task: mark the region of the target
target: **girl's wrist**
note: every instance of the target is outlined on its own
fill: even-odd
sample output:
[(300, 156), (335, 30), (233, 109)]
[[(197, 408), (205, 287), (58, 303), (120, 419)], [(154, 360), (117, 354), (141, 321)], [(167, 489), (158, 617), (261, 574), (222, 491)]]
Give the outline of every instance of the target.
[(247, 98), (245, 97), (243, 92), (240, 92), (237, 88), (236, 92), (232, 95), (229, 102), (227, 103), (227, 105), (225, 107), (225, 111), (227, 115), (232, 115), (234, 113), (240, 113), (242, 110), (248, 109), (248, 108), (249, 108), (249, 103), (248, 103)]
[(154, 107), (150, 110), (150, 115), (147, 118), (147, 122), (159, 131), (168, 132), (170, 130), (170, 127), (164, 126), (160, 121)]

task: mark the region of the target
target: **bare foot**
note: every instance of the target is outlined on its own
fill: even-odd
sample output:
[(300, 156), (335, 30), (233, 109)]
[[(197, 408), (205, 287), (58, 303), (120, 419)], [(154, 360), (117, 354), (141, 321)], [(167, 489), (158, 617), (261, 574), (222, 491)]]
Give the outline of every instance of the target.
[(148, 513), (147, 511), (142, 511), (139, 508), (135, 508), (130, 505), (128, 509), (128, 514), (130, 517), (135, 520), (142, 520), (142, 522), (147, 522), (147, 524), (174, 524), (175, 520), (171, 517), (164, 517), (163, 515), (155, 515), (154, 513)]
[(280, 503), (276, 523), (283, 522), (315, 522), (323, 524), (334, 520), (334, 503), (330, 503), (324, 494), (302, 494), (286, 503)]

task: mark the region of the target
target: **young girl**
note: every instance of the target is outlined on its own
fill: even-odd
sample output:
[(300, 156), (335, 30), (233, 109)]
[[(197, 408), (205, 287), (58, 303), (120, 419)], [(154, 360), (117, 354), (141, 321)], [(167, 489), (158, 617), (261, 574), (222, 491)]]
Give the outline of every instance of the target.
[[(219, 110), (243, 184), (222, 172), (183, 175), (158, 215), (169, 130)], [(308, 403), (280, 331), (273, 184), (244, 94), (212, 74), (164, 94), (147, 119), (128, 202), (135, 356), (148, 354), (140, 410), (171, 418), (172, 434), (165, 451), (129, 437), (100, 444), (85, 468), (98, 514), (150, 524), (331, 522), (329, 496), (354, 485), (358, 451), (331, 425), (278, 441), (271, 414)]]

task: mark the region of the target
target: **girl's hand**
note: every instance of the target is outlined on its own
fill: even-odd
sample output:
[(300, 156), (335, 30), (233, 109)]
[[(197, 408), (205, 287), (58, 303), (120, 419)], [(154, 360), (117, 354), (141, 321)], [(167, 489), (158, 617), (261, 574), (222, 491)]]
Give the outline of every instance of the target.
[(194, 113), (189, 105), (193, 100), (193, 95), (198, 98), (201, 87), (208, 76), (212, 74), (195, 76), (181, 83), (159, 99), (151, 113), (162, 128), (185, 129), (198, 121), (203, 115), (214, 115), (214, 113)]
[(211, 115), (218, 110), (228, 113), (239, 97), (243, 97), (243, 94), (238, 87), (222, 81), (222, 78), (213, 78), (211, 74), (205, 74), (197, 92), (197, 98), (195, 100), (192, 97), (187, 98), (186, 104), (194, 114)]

++++++

■ **Prompt**: Rewrite the listing above so that "target" becomes "object" wherever it occurs, with every other character left as it is.

■ **Final result**:
task: mark the region of the object
object: **girl's wrist**
note: every instance of the object is outlined on its own
fill: even-odd
sample output:
[(300, 156), (335, 30), (233, 109)]
[[(197, 408), (205, 287), (58, 303), (120, 419)], [(154, 360), (117, 354), (141, 321)], [(167, 489), (158, 617), (261, 574), (222, 491)]]
Give the outline of every instance of the object.
[(247, 98), (245, 97), (243, 92), (240, 92), (237, 88), (236, 92), (232, 95), (229, 102), (227, 103), (227, 105), (225, 107), (225, 111), (227, 115), (232, 115), (234, 113), (240, 113), (242, 110), (248, 109), (248, 108), (249, 108), (249, 103), (248, 103)]
[(154, 107), (150, 110), (150, 115), (147, 118), (147, 122), (159, 131), (168, 132), (170, 130), (170, 127), (164, 126), (160, 121)]

task: mark the region of the object
object: **bare foot**
note: every instance of the object is outlined on its own
fill: even-odd
sample output:
[(300, 156), (335, 30), (233, 109)]
[[(197, 408), (205, 287), (58, 303), (120, 419)], [(154, 360), (117, 354), (141, 321)], [(167, 489), (158, 617), (261, 574), (222, 491)]]
Give the outline of every instance of the object.
[(148, 513), (147, 511), (142, 511), (139, 508), (135, 508), (130, 505), (128, 509), (128, 514), (130, 517), (135, 520), (142, 520), (142, 522), (147, 522), (147, 524), (174, 524), (175, 520), (171, 517), (164, 517), (163, 515), (155, 515), (154, 513)]
[(280, 503), (276, 523), (283, 522), (315, 522), (323, 524), (334, 520), (334, 503), (330, 503), (324, 494), (302, 494), (286, 503)]

task: mark the region of the object
object: **young girl**
note: every instance of the object is outlined on its own
fill: even-odd
sample output:
[(300, 156), (335, 30), (233, 109)]
[[(197, 408), (205, 287), (58, 303), (120, 419)], [(154, 360), (117, 354), (141, 321)], [(167, 489), (158, 617), (261, 574), (222, 491)]]
Give the outline of every instance of the object.
[[(219, 110), (243, 184), (222, 172), (183, 175), (158, 215), (169, 130)], [(308, 403), (280, 331), (273, 184), (244, 94), (212, 74), (164, 94), (147, 119), (128, 202), (135, 356), (148, 354), (140, 410), (171, 418), (172, 434), (165, 451), (129, 437), (100, 444), (85, 468), (98, 514), (150, 524), (331, 522), (329, 496), (354, 485), (358, 451), (331, 425), (278, 441), (271, 414)]]

task: mark the region of the object
object: **girl's hand**
note: every instance of the object is outlined on its own
fill: even-odd
sample output:
[(300, 156), (335, 30), (233, 109)]
[[(197, 408), (205, 287), (58, 303), (120, 419)], [(154, 360), (117, 354), (141, 321)], [(167, 489), (158, 617), (261, 574), (222, 491)]]
Give the outline of every instance of the object.
[(194, 113), (189, 105), (193, 100), (193, 95), (198, 98), (201, 87), (208, 76), (212, 74), (195, 76), (181, 83), (159, 99), (151, 113), (162, 128), (185, 129), (198, 121), (203, 115), (214, 115), (214, 113)]
[(211, 115), (218, 110), (228, 113), (239, 97), (243, 97), (243, 94), (238, 87), (222, 81), (222, 78), (213, 78), (211, 74), (205, 74), (197, 92), (197, 98), (195, 100), (192, 97), (187, 98), (186, 104), (194, 114)]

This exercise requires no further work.